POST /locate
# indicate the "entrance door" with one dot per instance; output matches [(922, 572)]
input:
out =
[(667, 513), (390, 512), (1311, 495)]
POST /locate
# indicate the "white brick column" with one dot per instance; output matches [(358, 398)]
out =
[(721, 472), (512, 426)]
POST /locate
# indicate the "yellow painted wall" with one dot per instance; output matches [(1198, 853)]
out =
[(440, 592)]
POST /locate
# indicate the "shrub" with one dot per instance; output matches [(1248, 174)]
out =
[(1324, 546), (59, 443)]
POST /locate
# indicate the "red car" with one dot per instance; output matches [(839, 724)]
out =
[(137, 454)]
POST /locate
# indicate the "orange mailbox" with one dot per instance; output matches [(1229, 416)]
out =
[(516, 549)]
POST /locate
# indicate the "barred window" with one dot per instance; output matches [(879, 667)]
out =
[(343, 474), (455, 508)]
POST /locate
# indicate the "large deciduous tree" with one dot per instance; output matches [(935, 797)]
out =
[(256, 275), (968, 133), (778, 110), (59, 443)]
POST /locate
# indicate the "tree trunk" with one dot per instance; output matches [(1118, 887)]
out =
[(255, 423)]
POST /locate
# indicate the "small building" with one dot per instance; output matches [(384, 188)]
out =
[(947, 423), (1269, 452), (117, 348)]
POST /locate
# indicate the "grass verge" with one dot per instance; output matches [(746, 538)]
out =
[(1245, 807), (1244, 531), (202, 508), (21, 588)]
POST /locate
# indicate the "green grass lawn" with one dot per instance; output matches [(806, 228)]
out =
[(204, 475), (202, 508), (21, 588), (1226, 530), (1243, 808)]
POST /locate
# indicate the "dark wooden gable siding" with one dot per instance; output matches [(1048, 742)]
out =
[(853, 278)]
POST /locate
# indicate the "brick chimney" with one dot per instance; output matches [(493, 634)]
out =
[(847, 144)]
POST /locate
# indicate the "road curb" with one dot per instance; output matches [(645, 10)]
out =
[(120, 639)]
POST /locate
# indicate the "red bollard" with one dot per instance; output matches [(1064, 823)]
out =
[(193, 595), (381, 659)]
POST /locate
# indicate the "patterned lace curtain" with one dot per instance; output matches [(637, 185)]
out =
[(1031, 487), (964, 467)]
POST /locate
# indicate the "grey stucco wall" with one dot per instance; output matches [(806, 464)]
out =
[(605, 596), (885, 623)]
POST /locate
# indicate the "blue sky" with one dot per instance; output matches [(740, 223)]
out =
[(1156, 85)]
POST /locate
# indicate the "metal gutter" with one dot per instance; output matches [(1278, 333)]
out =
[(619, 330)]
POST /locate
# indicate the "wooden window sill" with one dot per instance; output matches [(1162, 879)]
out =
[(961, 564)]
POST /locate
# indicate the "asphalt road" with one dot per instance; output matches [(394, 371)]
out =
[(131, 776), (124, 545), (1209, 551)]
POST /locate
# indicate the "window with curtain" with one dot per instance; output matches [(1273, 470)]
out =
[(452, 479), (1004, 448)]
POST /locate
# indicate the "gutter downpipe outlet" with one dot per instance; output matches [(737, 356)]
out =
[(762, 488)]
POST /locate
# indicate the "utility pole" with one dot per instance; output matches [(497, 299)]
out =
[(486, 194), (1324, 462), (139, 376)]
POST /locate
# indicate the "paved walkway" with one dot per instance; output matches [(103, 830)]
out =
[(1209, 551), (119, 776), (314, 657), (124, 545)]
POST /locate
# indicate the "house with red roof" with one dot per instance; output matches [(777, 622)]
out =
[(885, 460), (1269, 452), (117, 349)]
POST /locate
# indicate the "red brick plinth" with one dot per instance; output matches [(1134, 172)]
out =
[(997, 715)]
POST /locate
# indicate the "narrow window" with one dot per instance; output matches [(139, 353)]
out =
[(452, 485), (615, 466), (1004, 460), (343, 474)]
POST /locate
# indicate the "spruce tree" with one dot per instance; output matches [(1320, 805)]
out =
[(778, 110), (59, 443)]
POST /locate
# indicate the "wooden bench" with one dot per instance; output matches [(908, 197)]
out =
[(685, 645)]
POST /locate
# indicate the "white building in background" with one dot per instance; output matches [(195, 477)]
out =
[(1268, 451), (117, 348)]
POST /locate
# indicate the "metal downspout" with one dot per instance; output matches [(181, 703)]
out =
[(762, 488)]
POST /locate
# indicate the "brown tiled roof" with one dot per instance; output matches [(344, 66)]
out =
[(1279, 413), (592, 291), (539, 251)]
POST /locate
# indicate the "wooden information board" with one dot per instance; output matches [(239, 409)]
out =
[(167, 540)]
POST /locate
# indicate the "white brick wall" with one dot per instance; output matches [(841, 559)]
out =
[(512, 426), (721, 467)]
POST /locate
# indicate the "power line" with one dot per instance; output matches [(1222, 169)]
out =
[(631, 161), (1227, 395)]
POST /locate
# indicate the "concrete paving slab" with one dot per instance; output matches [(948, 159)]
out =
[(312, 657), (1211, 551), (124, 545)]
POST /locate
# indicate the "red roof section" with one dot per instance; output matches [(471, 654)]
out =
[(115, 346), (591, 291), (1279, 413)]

■ ■ ■ ■ ■ ■ ■

The complete set of entries above must be reproduced verbatim.

[Solved problem]
POST /locate
# indicate the "entrance door" with one dot per instance; output matches [(922, 572)]
input:
out =
[(667, 513), (390, 512), (1311, 495)]
POST /locate
# indicate the "white brick column" with one dot per instance; output matches [(358, 398)]
out =
[(721, 472), (512, 426)]
POST /locate
# indicate the "yellow painted wall" with one dot per instance; output matches [(1198, 853)]
out =
[(440, 592)]
POST /locate
# indicate the "shrub" with one dot per instance; output matches [(1248, 174)]
out =
[(1324, 546), (59, 443)]
POST /locate
# indicate the "red car" with one dot per instance; output matches [(839, 724)]
out =
[(137, 454)]
POST /locate
# indicate the "orange mailbox" with one dot per instance; output matches [(1229, 416)]
out =
[(516, 549)]
POST /locate
# indicate the "barred window" with one dot per instance; output matches [(879, 667)]
out =
[(343, 474), (455, 508)]
POST /locate
# indicate the "large deciduous tree" with one dot per instance; output matches [(935, 797)]
out =
[(256, 275), (968, 133), (778, 110), (59, 443)]
POST /locate
# indicate the "tree trunk" with one dot per instance; output matches [(1118, 887)]
out =
[(255, 423)]
POST /locate
# indicate the "small building" with one dot per instance; output matches [(384, 188)]
out =
[(947, 423), (1269, 452), (117, 348)]
POST /locate
# indicate the "grass verge" with one dot per instance; output matches [(746, 538)]
out =
[(1245, 807), (1244, 531), (202, 508), (21, 588)]
POST /locate
# indicate the "green grass lawn" with one dot per instance; output matches [(806, 228)]
out =
[(204, 475), (202, 508), (21, 588), (1226, 530), (1243, 808)]
POST /locate
# indicate the "dark wooden gable siding" with one dot per instance; output matches [(1048, 742)]
out =
[(853, 278)]
POST /locate
# indicate the "brick chimney" with one dot per instance; output matches [(493, 634)]
out =
[(847, 144)]
POST /locate
# indicate the "road curb" with one dot per instance; output matches [(645, 10)]
out =
[(120, 639)]
POST /locate
# indicate the "red bollard" with one dot per instance; output matches [(1064, 823)]
out =
[(193, 595), (381, 659)]
POST /locate
# indicate the "patterned lace curtain" with one dot per instance; output matches [(637, 185)]
out =
[(1031, 487), (964, 467)]
POST /locate
# indicate the "grey stucco wall" with one dot per instance; output matches [(806, 464)]
out =
[(605, 596), (885, 623)]
POST /locate
# indicate the "blue sky" with one dot per instance; output matches [(740, 223)]
out =
[(1156, 85)]
POST /locate
# indicate the "metal gutter" with one dot per instance; output matches [(1278, 333)]
out =
[(619, 330)]
POST /locate
# indicate the "wooden window sill" with one dot per instance; output matches [(1162, 879)]
out =
[(961, 564)]
POST /locate
# indicate the "asphalt road" with one dot per instance; output matches [(394, 371)]
out =
[(131, 776), (124, 545), (1209, 551)]
POST /locate
# indicate the "window with curtain" with one dot per instance; output matches [(1273, 470)]
out =
[(452, 479), (1004, 448)]
POST /locate
# indicate the "gutter downpipe outlet" with one dot per instance; output matches [(737, 356)]
out =
[(762, 488)]
POST /locate
# indicate the "utility pole" with one dot per instance; output matches [(497, 299)]
out =
[(486, 194), (1324, 462), (139, 376)]
POST /locate
# indicate the "paved walkway" with one dot per instance; output matches [(103, 830)]
out =
[(1209, 551), (119, 776), (314, 657), (124, 545)]
POST /locate
# indicate the "house with red roof" with one dot per instance; output matches [(777, 622)]
out =
[(885, 460), (1269, 452), (117, 349)]
POST /locate
# indicate the "red brick plinth" with one dot per instance; output matches [(1134, 172)]
out =
[(997, 715)]
POST /locate
# indicate the "narrow window" with one dot per instance; output matches [(139, 353)]
out =
[(452, 485), (615, 466), (1004, 460), (343, 474)]
POST /locate
# indicate the "spruce tree" with one dot per instance; output matches [(1320, 805)]
out =
[(778, 110), (59, 443)]
POST /locate
# indicate the "wooden bench" with one dot per instance; output matches [(908, 197)]
out =
[(685, 645)]
POST /locate
# indicate the "white building in background" with one dot per instance; output matches [(195, 477)]
out =
[(1268, 451), (117, 348)]
POST /locate
# indicate the "metal downspout" with one dot per instance; output matches [(181, 703)]
out =
[(762, 488)]
POST /locate
# indicate the "brown tiled roof" with one dot per instance; output matches [(344, 66)]
out =
[(1279, 413), (592, 291), (539, 251)]
POST /locate
# indicate the "wooden information board" with one dot per instance; output matches [(239, 409)]
out =
[(167, 540)]
POST /locate
# indicate the "white brick wall" with one dot per instance; output matches [(841, 559)]
out =
[(512, 426), (721, 467)]
POST /locate
# indicate the "power line" with one dot per instance; output matches [(1222, 169)]
out =
[(631, 161), (1227, 395)]
POST /locate
# indicate the "concrete paving slab" with one dot per instance; output matches [(948, 159)]
out =
[(312, 657), (1211, 551), (124, 545)]
POST /locate
# indicate the "red roof section" with one dot per instance; output matches [(471, 654)]
out =
[(115, 346), (591, 291), (1279, 413)]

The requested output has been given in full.